> [GEKOZEN FRAGMENT]
****************
Tenslotte geldt dat de omstandigheid dat [geïntimeerde] als getuige heeft verklaard dat hij Spaar Select zag als verkoper en niet als adviseur, evenmin maakt dat het voorgaande anders wordt (zie ook memorie na enquête van Dexia punt 6 e.v.). [geïntimeerde] heeft immers ook verklaard dat er een gesprek bij hem thuis heeft plaatsgevonden en dat hij in het gesprek over de aandelen salarisstroken heeft laten zien om te laten beoordelen of hij het geld kon missen. Dat, in combinatie met hetgeen hiervoor is overwogen ten aanzien van hetgeen blijkt uit producties 34 tot en met 52, betekent dat er sprake was van advisering, hoe [geïntimeerde] zelf dat gesprek kwalificeert is in zoverre niet relevant.
6.10.
Het voorgaande betekent dat de door Dexia aangevoerde grieven falen met uitzondering van grief VII ten aanzien van de buitengerechtelijke incassokosten. De gestelde buitengerechtelijke werkzaamheden hebben geen betrekking op andere of meer werkzaamheden dan die waarvoor de toepasselijke bepalingen uit Rechtsvordering in het kader van de proceskostenvergoeding reeds een vergoeding insluiten, waaronder ook de kosten ter voorbereiding van gedingstukken en ter instructie van de zaak. Dit betekent dat grief VII slaagt en het vonnis waarvan beroep uitsluitend op dat punt zal worden vernietigd. De proceskostenvergoeding in eerste aanleg zal voor het overige worden bekrachtigd nu [geïntimeerde] als de grotendeels in het gelijk gestelde partij is te beschouwen.
6.11.
Dexia zal – als de grotendeels in het ongelijk gestelde partij – worden veroordeeld in de proceskosten in principaal hoger beroep. De kosten voor de procedure in principaal hoger beroep aan de zijde van [geïntimeerde] zullen worden vastgesteld op:
- griffierecht € 299,00
- salaris advocaat € 2.277,00 (3 punten x tarief € 2.277,00).
6.12.
****************
> [AANGELEVERDE RECORDS]
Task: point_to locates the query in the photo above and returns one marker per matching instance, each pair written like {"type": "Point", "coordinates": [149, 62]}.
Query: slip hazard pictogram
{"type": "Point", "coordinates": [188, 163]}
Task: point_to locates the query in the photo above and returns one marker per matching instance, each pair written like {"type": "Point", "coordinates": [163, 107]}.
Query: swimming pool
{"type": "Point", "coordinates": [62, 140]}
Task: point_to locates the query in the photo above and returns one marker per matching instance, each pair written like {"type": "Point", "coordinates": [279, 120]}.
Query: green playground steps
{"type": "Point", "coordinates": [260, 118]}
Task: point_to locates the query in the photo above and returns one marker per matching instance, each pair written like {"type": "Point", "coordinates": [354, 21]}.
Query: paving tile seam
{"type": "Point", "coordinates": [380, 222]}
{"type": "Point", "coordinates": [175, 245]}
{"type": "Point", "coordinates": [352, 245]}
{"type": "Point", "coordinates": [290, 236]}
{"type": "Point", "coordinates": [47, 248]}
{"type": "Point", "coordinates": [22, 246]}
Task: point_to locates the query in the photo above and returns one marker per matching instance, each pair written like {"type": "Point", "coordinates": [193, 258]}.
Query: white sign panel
****************
> [JOUW OPDRACHTEN]
1 > Beantwoord over de uitspraak over Dexia:
(a) Wat liet [geïntimeerde] zien in het gesprek over de aandelen, en met welk doel?
(b) Welke grief van Dexia slaagt, en waarop heeft die betrekking?
(c) Hoeveel griffierecht wordt aan de zijde van [geïntimeerde] in principaal hoger beroep vastgesteld?
2 > Schrijf de uitspraak over Dexia verder, te beginnen met de tekst van 6.12.

> [RESULTATEN PER OPDRACHT]
1 >
(a) Salarisstroken, om te laten beoordelen of hij het geld kon missen.
(b) Grief VII, die betrekking heeft op de buitengerechtelijke incassokosten.
(c) € 299,00.

2 >
[geïntimeerde] heeft in incidenteel hoger beroep gegriefd tegen het deels afwijzen door de kantonrechter van de door [geïntimeerde] gevorderde wettelijke rente. Deze grief slaagt. Nu de schadevergoedingsplicht van Dexia voortvloeit uit onrechtmatige daad verkeert Dexia op grond van artikel 6:83 aanhef en onder b BW van rechtsweging in verzuim en is de wettelijke rente over de schadevergoeding als gevolg van het onrechtmatig handelen verschuldigd vanaf het moment dat die schade is geleden, zijnde de tijdstippen waarop [geïntimeerde] de respectieve betalingen aan Dexia heeft gedaan. In zoverre zal het vonnis waarvan beroep dan ook worden vernietigd. Dexia zal, als de in het ongelijk gestelde partij, ook in de proceskosten in incidenteel hoger beroep worden veroordeeld. De kosten voor de procedure in incidenteel hoger beroep aan de zijde van [geïntimeerde] zullen worden vastgesteld op € 379,50 (0,5 punt x € 759,00) aan salaris advocaat.

7.De uitspraak

Het hof:
- bekrachtigt het vonnis van de kantonrechter te Zeeland-West-Brabant van 15 april 2013 behoudens voor zover de buitengerechtelijke incassokosten daarin zijn toegewezen en de wettelijke rente over het door Dexia aan [geïntimeerde] te betalen bedrag van € 6.784,25 is toegewezen vanaf 9 augustus 2006, vernietigt dit vonnis in zoverre en doet in zoverre opnieuw recht als volgt:
veroordeelt Dexia om over het bedrag van € 6.784,25 wettelijke rente te vergoeden telkens vanaf de dag der betaling door [geïntimeerde] aan (de rechtsvoorganger van) Dexia tot aan de dag der uiteindelijke, algehele voldoening;
- veroordeelt Dexia in de proceskosten van het principaal hoger beroep, en begroot die kosten tot op heden aan de zijde van [geïntimeerde] op € 299,00 aan griffierecht en op € 2.277,00 aan salaris advocaat,
- veroordeelt Dexia in de proceskosten van het incidenteel hoger beroep, en begroot die kosten tot op heden aan de zijde van [geïntimeerde] op € 379,50 aan salaris advocaat,
- veroordeelt Dexia in de nakosten, begroot op € 246,00, met bepaling dat dit bedrag zal worden verhoogd met € 82,00 in geval Dexia niet binnen veertien dagen na aanschrijving aan deze uitspraak heeft voldaan én betekening heeft plaatsgevonden.
Dit arrest is gewezen door mrs. D.A.E.M. Hulskes, L.S. Frakes en M.B.M. Loos en is in het openbaar uitgesproken door de rolraadsheer op 11 februari 2020.